====== Records shown ======

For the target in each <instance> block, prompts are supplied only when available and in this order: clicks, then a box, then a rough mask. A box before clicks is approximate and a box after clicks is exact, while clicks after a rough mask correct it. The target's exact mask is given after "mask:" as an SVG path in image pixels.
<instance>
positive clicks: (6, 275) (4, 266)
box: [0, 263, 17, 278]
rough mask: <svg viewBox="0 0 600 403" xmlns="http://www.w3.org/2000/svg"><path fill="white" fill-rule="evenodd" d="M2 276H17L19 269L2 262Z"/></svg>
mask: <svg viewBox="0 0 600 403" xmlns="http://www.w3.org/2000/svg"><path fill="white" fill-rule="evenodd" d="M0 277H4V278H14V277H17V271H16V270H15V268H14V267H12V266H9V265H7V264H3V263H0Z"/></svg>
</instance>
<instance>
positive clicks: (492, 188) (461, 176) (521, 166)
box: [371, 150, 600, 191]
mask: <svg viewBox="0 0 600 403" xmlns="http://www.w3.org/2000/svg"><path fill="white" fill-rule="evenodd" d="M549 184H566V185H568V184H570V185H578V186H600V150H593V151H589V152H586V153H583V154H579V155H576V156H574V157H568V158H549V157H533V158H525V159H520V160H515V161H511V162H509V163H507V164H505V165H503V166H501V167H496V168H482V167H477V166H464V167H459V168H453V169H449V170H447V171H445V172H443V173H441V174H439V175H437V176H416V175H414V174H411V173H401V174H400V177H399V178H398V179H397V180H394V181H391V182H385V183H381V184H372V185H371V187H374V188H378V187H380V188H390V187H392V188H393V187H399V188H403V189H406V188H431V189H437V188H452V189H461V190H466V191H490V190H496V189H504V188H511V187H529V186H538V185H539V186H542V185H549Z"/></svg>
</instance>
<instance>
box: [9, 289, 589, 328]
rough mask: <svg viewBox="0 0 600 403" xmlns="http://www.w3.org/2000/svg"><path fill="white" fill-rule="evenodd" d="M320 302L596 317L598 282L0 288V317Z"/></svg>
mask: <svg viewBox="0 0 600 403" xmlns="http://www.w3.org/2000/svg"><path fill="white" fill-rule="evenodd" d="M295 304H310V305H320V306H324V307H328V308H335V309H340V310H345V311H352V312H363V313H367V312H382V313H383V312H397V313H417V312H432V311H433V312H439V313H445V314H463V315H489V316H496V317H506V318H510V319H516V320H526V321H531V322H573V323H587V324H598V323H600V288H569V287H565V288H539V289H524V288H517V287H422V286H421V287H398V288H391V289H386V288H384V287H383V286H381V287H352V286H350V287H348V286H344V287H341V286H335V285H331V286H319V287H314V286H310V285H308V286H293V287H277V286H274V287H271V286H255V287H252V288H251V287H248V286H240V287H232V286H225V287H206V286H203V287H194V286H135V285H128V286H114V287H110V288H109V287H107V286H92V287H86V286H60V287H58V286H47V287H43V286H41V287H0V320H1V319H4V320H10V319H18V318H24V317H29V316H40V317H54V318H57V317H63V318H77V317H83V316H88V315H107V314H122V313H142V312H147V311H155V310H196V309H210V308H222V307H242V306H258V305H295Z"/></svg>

======

__Task instructions__. Every line from the first entry to the line containing "positive clicks: (492, 188)" should be transcribed exactly, and nothing beyond it.

__Exercise result__.
For the target in each <instance> block, prompts are supplied only when available and in this order: clicks, then a box, then a rough mask. A box before clicks is approximate and a box after clicks is exact, while clicks after a rough mask correct it. The target's exact mask is given after "mask:" as an SVG path in image pixels.
<instance>
positive clicks: (6, 275) (4, 266)
box: [0, 263, 17, 278]
rough mask: <svg viewBox="0 0 600 403" xmlns="http://www.w3.org/2000/svg"><path fill="white" fill-rule="evenodd" d="M2 276H17L19 269L2 262Z"/></svg>
mask: <svg viewBox="0 0 600 403" xmlns="http://www.w3.org/2000/svg"><path fill="white" fill-rule="evenodd" d="M0 277H4V278H14V277H17V271H16V270H15V268H14V267H12V266H9V265H7V264H3V263H0Z"/></svg>
</instance>
<instance>
positive clicks: (492, 188) (461, 176) (521, 166)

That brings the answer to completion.